• [To be done]
A. In the Ziidi Trader fees article, what total cost is given for buying KES 5,000 worth of shares at a 1.5% fee?
B. Proceed with the Ziidi Trader fees article, starting after its final heading, "The Break-Even Rule (Most Beginners Miss This)".

• [Selected text]

++++++

Ziidi Trader has made it easy for Kenyans to place NSE buy/sell orders inside M-PESA.

But before you hit Buy, one thing matters:

What does a Ziidi trade actually cost - in shillings?

This post explains Ziidi Trader fees in plain English, with real examples and a simple break-even rule.

Read the full platform walkthrough here: Ziidi Trader Safaricom: How to Buy and Sell NSE Shares on M-PESA (Complete 2026 Guide)


Ziidi Trader Fees (What’s Been Indicated)

Ziidi Trader fees have been reported/indicated at around ~1.5% per trade, described as an all-in fee that bundles typical brokerage and statutory charges.

Two practical points:

1) You pay a fee when you buy
2) You pay a fee when you sell

So your “round trip” cost is roughly buy fee + sell fee.

Always confirm the latest fee inside the official Safaricom Ziidi Trader FAQ or the in-app pricing screen.


Real Example 1: Buying KES 5,000 Worth of Shares

Assume fee is 1.5%.

  • Trade value: KES 5,000
  • Fee (1.5%): KES 75
  • Total cost: KES 5,075

Real Example 2: Buy at KES 5,000, Sell at KES 5,500

Assume you buy KES 5,000 worth of shares and later sell when the value is KES 5,500.

Buy side

  • Buy value: 5,000
  • Buy fee (1.5%): 75
  • Total out: 5,075

Sell side

  • Sell value: 5,500
  • Sell fee (1.5%): 82.50
  • Net in: 5,417.50

Net result

  • Money in after selling: 5,417.50
  • Money out when buying: 5,075
  • Profit: KES 342.50

The Break-Even Rule (Most Beginners Miss This)

++++++

(Stored dataset items)
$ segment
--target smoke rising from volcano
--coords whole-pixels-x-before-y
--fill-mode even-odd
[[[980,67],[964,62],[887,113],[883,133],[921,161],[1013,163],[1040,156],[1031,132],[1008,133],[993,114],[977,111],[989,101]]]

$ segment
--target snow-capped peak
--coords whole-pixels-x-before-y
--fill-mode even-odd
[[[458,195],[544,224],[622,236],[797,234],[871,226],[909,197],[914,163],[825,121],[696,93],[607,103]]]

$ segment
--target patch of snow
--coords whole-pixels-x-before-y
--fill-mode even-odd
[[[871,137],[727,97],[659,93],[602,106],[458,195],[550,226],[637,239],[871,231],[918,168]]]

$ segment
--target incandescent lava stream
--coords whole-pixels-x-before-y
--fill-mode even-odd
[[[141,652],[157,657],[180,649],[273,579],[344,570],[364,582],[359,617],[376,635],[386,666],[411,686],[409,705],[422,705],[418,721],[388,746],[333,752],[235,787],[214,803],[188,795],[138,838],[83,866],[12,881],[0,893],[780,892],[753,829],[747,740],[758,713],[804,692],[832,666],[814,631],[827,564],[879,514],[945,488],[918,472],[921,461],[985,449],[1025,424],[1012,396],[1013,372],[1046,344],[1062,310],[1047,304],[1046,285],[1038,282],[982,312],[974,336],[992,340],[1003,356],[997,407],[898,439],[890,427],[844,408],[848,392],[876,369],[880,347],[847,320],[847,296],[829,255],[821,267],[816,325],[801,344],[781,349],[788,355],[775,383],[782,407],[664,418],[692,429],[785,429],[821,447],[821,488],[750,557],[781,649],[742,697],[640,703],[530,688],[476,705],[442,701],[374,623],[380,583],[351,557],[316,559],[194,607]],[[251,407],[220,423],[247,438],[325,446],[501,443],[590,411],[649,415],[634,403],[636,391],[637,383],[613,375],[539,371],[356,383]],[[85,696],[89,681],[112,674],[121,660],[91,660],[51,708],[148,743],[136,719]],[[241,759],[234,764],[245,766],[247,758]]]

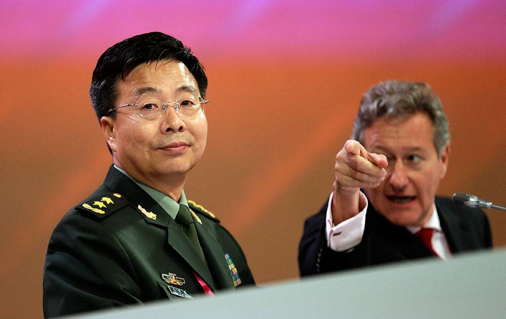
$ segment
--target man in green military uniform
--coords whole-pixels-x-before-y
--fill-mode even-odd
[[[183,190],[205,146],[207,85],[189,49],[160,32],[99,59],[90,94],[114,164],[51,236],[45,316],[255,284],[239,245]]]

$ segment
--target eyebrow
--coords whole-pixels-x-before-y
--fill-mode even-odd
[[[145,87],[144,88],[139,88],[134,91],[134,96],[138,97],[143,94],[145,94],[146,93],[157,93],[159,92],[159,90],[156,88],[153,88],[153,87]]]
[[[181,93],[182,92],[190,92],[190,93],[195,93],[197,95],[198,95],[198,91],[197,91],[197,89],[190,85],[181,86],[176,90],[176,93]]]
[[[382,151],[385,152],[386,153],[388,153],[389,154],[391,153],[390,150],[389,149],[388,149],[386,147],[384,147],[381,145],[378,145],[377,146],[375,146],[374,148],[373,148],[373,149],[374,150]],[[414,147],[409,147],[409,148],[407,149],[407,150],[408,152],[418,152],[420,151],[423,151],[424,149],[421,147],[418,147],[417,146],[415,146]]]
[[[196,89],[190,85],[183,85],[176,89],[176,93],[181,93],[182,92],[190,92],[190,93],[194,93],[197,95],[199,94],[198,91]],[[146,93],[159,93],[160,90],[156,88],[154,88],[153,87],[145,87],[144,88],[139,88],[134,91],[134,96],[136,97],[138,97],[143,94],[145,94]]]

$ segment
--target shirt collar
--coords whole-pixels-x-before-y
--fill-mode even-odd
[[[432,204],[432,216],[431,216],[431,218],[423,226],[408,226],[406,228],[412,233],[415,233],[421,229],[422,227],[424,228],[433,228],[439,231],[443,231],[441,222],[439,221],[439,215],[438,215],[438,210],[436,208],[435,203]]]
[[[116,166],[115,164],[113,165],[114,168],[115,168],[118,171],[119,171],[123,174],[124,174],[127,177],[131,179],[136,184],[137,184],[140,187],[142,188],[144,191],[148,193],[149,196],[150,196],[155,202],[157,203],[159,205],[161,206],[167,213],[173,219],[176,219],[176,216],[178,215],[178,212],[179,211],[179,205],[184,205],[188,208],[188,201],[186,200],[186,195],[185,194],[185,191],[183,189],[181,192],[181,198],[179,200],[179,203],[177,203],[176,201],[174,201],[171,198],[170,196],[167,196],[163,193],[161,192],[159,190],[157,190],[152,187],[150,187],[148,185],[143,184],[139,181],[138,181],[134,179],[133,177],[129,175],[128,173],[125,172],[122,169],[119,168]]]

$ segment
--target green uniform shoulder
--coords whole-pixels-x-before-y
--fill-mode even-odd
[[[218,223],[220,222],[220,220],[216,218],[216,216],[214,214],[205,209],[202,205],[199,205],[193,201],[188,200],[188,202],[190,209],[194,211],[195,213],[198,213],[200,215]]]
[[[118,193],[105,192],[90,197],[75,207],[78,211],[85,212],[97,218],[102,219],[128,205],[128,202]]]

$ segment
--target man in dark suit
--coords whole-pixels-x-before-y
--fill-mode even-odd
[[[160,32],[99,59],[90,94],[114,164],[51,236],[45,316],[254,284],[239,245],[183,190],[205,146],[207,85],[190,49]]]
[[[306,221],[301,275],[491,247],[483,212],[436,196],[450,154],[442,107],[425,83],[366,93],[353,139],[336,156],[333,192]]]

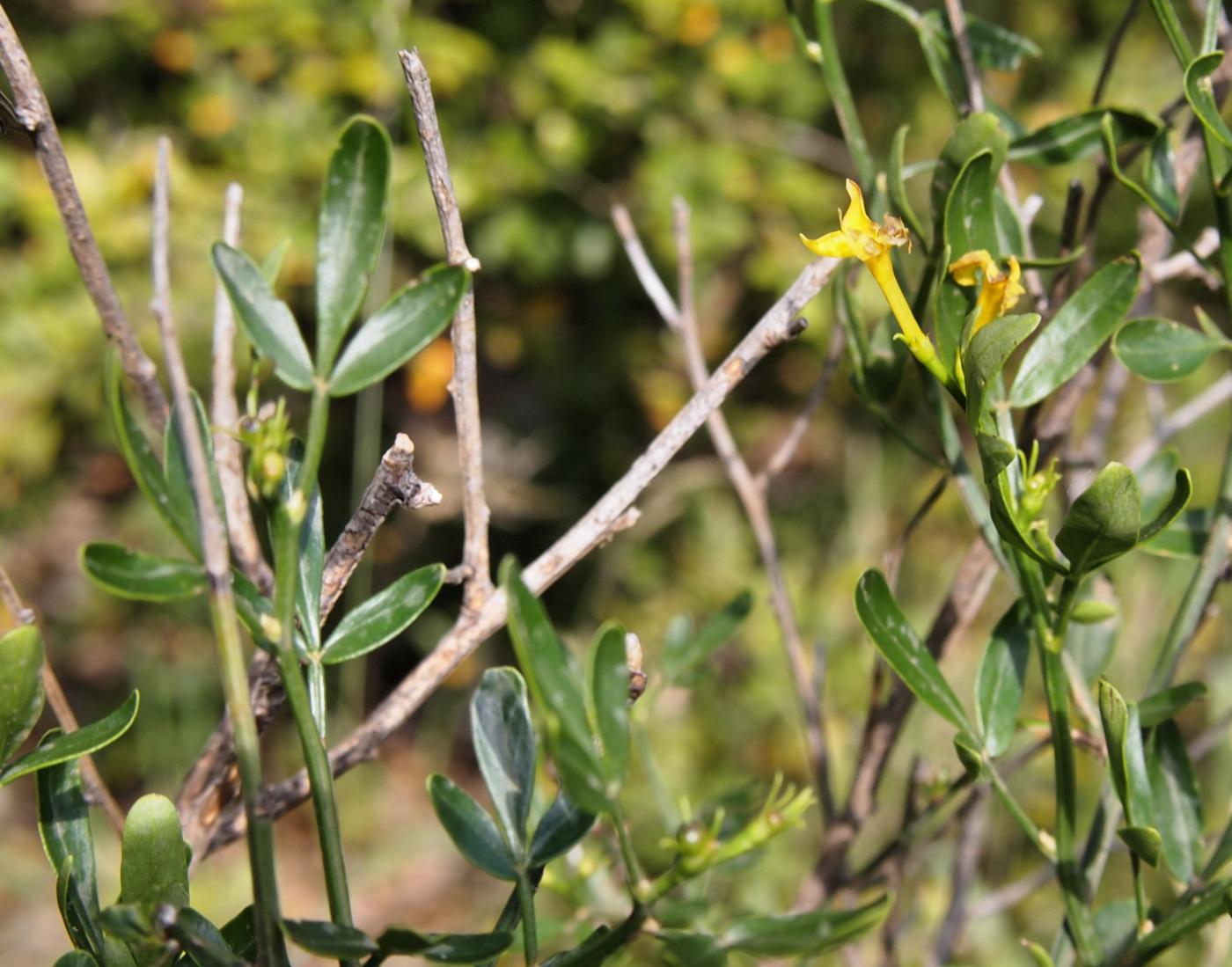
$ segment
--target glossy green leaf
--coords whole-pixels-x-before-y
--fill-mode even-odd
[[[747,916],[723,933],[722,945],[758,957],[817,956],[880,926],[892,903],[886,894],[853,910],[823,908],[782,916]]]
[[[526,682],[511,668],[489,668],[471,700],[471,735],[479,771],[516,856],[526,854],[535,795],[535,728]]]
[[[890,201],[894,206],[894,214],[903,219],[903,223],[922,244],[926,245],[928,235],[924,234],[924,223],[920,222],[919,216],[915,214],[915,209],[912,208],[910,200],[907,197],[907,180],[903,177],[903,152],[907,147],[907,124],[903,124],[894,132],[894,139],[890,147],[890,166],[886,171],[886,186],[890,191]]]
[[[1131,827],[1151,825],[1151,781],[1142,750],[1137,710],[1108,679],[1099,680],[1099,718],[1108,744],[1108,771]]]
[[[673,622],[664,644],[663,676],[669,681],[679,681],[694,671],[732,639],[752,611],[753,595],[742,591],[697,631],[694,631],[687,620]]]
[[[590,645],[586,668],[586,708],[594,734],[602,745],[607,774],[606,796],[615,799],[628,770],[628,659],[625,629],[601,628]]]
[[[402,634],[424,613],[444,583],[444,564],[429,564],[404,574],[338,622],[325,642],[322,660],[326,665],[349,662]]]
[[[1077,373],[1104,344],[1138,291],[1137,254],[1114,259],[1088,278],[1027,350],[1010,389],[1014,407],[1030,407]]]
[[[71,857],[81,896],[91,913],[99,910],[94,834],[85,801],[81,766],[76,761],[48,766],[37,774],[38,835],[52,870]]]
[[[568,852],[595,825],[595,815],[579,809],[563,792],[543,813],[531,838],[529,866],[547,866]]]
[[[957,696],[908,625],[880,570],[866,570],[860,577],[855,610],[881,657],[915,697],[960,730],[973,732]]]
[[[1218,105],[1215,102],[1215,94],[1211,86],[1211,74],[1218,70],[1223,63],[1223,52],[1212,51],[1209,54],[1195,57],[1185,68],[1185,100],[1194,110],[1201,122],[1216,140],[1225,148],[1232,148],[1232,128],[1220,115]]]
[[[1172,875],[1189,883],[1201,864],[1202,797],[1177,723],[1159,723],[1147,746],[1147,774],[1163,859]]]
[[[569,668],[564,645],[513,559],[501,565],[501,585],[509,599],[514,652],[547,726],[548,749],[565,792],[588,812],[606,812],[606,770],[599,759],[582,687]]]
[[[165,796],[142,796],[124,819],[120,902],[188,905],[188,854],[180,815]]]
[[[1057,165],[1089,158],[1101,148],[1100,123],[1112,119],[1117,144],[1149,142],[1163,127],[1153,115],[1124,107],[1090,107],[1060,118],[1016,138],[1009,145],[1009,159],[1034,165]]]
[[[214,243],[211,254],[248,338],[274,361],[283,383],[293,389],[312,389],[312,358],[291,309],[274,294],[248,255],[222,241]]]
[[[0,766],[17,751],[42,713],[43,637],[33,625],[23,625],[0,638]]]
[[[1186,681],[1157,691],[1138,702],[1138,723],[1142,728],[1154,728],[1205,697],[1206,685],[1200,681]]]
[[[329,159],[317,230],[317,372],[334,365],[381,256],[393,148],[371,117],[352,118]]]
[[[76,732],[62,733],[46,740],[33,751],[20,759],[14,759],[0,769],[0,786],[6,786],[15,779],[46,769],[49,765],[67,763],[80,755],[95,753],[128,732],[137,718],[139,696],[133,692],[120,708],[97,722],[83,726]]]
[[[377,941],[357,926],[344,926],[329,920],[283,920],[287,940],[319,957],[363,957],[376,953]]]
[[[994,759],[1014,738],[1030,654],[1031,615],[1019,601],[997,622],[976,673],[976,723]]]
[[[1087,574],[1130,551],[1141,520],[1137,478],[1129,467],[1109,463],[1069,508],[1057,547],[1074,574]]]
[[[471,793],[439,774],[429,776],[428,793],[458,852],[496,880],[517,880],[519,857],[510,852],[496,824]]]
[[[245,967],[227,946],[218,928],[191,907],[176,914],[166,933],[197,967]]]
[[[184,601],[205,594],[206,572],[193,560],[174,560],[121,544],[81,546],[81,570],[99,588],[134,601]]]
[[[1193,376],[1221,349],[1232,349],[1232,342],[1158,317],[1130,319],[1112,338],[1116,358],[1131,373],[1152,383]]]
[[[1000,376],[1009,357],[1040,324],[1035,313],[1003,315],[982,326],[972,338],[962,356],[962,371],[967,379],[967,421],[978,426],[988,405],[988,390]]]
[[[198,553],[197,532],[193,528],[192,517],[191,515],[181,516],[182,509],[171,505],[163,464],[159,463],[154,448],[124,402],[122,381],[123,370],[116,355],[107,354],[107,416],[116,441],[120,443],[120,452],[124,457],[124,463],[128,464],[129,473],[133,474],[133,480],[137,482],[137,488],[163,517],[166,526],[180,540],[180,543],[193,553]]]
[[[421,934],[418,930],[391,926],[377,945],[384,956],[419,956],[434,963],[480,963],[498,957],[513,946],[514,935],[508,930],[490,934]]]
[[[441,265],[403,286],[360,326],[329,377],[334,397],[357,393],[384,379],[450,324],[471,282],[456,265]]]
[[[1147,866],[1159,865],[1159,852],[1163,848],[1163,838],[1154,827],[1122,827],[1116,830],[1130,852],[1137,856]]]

++++++

• [Expected results]
A. KES 5,075

B.
If fees are ~1.5% each way, your round-trip fee is roughly:

1.5% (buy) + 1.5% (sell) ≈ 3%

That means your shares typically need to move more than ~3% for you to break even comfortably (before any price slippage).

Fees matter more for:

  • small price moves
  • frequent buy/sell activity
  • short-term trading

Fees matter less for:

  • long-term investing
  • dividend holding
  • gradual accumulation

Market momentum is also pulling more people into trading right now. As more counters push to new highs and social chatter increases, many first-time investors are testing Ziidi with small trades, which makes understanding total trade cost even more important.


Why Fees Matter More When Everyone Is Trading

When trading activity rises, more beginners enter the market - and many start with small, frequent trades.
That’s where fees quietly decide outcomes: if your round-trip cost is ~3%, small moves and rapid flipping become harder to profit from.


“All-In” vs Traditional Broker Pricing (Why Ziidi Feels Cheaper)

Traditional stockbrokers often have:

  • an all-in cost that can feel higher on small trades, and/or
  • a minimum fee that makes tiny trades expensive.

Ziidi’s advantage is that smaller trades can remain practical.


Are M-PESA Transfers Charged?

Ziidi Trader has been positioned as having no extra charge for moving funds between your M-PESA wallet and the Ziidi trading account.

So your main cost is the trade fee itself.


Why Participation Is Rising (Market Momentum + Lower Friction)

When markets are moving, participation rises.

The NSE has been pushing to new highs, with a broad rally across multiple counters. As prices rise, more people look for a simple on-ramp to participate, and Ziidi reduces the usual onboarding friction.

Ziidi’s pilot started on Feb 4, 2026, which aligns with the timing of the recent surge in attention.


Who Benefits Most From Ziidi’s Fee Setup?

Ziidi tends to fit best if you’re:

  • investing long-term and not flipping daily
  • building positions gradually
  • targeting dividend income alongside growth
  • starting small while learning market mechanics

If you’re trying to do rapid in/out trades for tiny moves, the ~3% round-trip break-even rule will work against you.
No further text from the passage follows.